### WRITTEN REQUEST
Pull out every line in the records below that contains the word "chin".

### INPUT FOR THIS TASK
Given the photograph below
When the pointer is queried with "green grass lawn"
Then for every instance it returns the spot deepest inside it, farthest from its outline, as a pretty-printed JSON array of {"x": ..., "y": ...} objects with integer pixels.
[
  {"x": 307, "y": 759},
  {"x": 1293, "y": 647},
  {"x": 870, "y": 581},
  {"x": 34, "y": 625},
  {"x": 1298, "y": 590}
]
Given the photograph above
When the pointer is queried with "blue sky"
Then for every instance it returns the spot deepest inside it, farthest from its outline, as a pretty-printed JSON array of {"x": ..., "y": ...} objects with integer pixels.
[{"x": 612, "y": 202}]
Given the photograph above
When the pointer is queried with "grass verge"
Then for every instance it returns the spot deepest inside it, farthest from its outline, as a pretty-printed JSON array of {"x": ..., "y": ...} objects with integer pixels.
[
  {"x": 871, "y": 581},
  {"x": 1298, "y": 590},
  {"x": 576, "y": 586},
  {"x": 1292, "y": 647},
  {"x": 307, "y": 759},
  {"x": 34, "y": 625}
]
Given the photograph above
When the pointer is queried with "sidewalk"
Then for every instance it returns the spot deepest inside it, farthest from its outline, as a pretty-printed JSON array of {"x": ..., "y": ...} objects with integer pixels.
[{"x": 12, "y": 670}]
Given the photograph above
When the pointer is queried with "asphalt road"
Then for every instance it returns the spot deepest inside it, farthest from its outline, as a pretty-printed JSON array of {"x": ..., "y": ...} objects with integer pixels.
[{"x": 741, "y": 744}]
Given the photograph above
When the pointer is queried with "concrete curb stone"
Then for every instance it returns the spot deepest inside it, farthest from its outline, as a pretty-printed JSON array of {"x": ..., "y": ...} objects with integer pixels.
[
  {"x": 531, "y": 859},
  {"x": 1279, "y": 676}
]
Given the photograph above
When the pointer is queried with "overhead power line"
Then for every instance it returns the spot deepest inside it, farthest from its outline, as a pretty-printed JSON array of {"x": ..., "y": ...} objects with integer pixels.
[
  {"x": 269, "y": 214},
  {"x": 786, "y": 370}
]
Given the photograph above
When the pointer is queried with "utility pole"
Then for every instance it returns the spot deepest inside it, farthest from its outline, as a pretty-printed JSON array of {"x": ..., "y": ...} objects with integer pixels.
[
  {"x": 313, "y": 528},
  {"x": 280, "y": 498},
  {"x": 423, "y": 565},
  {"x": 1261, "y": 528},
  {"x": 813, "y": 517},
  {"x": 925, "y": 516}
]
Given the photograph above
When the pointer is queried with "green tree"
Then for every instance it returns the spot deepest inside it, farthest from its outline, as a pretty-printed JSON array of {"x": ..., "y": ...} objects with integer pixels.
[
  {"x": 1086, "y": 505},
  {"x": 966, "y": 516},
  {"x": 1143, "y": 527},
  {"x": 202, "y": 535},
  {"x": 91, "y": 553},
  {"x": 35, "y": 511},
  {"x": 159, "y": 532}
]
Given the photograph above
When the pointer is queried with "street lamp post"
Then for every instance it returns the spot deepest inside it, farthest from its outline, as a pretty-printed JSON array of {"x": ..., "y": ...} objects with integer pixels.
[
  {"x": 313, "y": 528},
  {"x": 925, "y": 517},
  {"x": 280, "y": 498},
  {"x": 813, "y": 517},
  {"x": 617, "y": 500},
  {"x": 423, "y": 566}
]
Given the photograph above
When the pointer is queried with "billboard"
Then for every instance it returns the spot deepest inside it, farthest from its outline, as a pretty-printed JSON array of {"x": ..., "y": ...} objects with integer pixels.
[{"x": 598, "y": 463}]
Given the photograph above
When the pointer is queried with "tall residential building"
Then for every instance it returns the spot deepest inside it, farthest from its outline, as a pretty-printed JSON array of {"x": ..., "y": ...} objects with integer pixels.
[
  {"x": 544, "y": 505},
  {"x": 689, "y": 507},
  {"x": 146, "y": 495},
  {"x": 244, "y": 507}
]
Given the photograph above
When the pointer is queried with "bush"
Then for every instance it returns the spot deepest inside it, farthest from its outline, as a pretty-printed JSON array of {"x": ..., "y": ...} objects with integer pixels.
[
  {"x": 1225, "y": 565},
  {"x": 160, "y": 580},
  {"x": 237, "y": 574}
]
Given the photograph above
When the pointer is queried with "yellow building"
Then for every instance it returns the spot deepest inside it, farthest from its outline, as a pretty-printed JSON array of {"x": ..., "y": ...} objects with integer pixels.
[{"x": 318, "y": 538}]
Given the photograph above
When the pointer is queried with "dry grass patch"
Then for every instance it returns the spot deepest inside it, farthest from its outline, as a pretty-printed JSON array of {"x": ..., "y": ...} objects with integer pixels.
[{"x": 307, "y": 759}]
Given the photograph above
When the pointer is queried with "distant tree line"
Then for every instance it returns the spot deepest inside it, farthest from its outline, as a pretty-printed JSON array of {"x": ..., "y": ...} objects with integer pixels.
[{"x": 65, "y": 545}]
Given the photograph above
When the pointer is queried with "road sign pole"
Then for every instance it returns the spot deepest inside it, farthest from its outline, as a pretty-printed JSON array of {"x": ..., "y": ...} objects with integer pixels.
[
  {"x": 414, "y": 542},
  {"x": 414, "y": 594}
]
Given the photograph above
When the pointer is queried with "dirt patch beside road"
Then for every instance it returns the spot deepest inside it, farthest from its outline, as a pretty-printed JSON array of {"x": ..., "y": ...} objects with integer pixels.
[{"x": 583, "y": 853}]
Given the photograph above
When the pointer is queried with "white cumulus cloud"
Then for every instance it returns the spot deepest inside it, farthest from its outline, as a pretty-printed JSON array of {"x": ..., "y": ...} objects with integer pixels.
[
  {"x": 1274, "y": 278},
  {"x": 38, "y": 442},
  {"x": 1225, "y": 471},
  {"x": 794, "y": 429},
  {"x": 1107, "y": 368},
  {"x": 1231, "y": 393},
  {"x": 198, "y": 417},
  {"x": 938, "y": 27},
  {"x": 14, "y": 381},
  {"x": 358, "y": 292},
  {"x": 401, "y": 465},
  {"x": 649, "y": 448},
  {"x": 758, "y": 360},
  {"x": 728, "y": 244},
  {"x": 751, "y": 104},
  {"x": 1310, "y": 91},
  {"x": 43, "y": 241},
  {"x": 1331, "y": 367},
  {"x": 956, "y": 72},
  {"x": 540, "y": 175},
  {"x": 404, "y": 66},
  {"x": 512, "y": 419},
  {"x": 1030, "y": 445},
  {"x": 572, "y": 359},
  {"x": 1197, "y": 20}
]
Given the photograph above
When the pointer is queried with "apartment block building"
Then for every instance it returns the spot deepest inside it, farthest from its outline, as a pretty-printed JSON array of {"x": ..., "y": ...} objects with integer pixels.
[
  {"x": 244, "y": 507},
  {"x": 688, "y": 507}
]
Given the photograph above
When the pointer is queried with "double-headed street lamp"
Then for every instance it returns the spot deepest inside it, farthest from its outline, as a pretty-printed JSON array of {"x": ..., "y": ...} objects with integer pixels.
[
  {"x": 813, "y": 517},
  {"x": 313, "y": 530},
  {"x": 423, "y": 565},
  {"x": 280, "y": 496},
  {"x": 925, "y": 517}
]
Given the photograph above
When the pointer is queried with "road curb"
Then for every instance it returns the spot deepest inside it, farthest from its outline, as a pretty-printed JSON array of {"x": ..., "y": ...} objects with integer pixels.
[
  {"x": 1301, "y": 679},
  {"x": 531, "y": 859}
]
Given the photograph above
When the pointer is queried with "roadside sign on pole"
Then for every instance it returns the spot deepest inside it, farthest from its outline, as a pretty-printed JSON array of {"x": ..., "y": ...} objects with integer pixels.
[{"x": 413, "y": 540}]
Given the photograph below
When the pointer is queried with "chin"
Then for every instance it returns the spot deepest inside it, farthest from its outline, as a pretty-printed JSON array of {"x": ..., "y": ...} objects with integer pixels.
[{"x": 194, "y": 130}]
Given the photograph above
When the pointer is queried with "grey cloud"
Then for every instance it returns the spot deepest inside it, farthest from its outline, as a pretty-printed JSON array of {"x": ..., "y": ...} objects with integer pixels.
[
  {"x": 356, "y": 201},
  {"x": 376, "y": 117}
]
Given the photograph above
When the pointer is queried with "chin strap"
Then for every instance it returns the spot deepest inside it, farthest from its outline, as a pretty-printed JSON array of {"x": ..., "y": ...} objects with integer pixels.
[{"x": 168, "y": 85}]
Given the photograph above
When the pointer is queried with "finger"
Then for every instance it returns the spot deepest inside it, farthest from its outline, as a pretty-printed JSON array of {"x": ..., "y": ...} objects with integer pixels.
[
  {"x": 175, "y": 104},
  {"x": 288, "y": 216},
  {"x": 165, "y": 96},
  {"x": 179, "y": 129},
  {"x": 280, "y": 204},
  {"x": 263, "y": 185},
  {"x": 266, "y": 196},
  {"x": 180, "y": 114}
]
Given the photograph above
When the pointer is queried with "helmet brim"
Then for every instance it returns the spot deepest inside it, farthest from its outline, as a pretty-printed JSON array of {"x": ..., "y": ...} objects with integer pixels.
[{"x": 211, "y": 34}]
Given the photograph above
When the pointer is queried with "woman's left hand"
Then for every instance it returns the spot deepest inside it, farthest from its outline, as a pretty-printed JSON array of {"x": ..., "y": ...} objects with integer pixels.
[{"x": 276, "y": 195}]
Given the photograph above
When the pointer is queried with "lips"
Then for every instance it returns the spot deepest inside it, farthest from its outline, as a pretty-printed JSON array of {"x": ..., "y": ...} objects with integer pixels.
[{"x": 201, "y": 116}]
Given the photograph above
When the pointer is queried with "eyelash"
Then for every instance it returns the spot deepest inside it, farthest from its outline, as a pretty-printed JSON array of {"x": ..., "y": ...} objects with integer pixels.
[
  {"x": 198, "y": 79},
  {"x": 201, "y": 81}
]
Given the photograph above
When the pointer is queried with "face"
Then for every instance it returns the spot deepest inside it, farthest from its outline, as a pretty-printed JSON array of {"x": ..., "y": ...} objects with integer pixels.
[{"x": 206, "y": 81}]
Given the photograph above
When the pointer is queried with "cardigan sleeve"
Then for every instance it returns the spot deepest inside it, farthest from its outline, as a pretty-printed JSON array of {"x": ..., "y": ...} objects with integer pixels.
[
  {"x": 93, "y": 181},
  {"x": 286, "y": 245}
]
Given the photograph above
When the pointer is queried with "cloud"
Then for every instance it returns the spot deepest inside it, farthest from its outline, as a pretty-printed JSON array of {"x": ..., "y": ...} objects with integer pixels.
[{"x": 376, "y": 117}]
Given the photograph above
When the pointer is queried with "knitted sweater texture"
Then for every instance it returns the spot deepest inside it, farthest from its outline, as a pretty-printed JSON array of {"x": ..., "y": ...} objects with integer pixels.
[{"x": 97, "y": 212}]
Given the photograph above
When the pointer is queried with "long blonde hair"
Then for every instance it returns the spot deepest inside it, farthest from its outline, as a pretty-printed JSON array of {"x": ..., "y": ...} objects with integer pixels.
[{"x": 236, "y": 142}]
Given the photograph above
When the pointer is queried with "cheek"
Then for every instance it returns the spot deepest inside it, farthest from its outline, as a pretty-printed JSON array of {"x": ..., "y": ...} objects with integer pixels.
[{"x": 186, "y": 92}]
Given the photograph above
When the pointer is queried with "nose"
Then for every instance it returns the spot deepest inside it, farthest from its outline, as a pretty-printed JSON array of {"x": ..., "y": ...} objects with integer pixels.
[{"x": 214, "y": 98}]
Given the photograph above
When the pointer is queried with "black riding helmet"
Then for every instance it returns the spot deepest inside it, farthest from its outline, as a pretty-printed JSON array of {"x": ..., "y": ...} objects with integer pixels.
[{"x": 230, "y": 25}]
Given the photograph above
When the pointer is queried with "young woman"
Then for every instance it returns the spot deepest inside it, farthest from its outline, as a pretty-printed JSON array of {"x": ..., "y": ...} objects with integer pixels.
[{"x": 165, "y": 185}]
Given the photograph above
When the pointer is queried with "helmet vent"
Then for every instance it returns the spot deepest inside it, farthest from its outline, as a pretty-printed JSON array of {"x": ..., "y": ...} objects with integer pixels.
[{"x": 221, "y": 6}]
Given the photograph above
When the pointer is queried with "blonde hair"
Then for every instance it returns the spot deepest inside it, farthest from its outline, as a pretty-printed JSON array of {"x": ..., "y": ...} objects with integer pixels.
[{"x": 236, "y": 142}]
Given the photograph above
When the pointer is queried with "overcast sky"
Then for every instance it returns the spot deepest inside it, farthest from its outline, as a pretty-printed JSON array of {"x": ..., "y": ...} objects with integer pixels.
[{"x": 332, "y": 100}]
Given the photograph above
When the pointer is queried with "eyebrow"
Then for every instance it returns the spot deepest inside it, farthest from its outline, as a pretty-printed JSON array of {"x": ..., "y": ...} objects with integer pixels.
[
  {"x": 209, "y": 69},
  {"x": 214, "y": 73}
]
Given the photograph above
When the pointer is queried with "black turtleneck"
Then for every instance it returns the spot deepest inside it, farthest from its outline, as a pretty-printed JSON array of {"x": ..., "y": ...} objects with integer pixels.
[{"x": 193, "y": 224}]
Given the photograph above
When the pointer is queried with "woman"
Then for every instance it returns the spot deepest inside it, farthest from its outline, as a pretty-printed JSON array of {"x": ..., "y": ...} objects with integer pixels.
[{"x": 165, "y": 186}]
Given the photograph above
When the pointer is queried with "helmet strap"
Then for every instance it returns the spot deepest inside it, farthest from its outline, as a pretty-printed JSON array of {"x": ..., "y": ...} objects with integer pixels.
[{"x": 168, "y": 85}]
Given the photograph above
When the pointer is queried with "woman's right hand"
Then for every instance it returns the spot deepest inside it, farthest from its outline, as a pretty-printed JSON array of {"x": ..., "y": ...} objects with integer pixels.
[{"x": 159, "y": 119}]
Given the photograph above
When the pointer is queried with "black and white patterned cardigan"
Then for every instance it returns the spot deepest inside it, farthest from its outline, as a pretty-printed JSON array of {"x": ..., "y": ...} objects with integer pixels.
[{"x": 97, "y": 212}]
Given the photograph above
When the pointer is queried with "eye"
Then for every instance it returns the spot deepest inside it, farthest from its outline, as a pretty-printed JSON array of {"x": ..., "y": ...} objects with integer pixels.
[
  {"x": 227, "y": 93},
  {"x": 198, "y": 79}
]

### RESPONSE TO THE TASK
When the pointer is queried with "chin"
When the pointer is queried with "chin strap"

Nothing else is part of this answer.